▶ **SUPPLIED RECORDS**
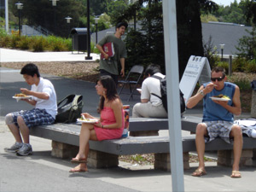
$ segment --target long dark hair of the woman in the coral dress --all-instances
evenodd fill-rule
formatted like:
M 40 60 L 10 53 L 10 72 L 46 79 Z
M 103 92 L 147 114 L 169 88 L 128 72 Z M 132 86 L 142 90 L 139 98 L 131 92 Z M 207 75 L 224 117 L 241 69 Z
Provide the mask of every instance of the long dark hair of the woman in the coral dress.
M 108 101 L 113 101 L 116 98 L 119 98 L 116 90 L 116 84 L 114 83 L 113 79 L 109 75 L 103 75 L 101 76 L 96 82 L 100 81 L 103 88 L 107 89 L 106 97 L 108 98 Z M 101 96 L 100 99 L 100 110 L 104 108 L 104 96 Z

▶ **WHAT YOU ARE ASKED TO DO**
Repeat exactly the lines from the line containing "M 40 60 L 10 53 L 10 72 L 46 79 Z" through the last line of the records above, including both, and nothing else.

▶ **EXERCISE ANSWER**
M 40 60 L 10 53 L 10 72 L 46 79 Z
M 103 92 L 147 114 L 169 88 L 128 72 Z M 132 86 L 142 90 L 139 98 L 131 92 Z M 207 75 L 224 117 L 241 69 Z
Provide the mask of every instance of the long dark hair of the woman in the coral dress.
M 108 101 L 113 101 L 116 98 L 119 98 L 116 90 L 116 84 L 114 83 L 113 79 L 109 75 L 103 75 L 101 76 L 96 82 L 100 81 L 103 88 L 107 89 L 106 97 L 108 98 Z M 101 96 L 100 99 L 100 110 L 104 108 L 104 96 Z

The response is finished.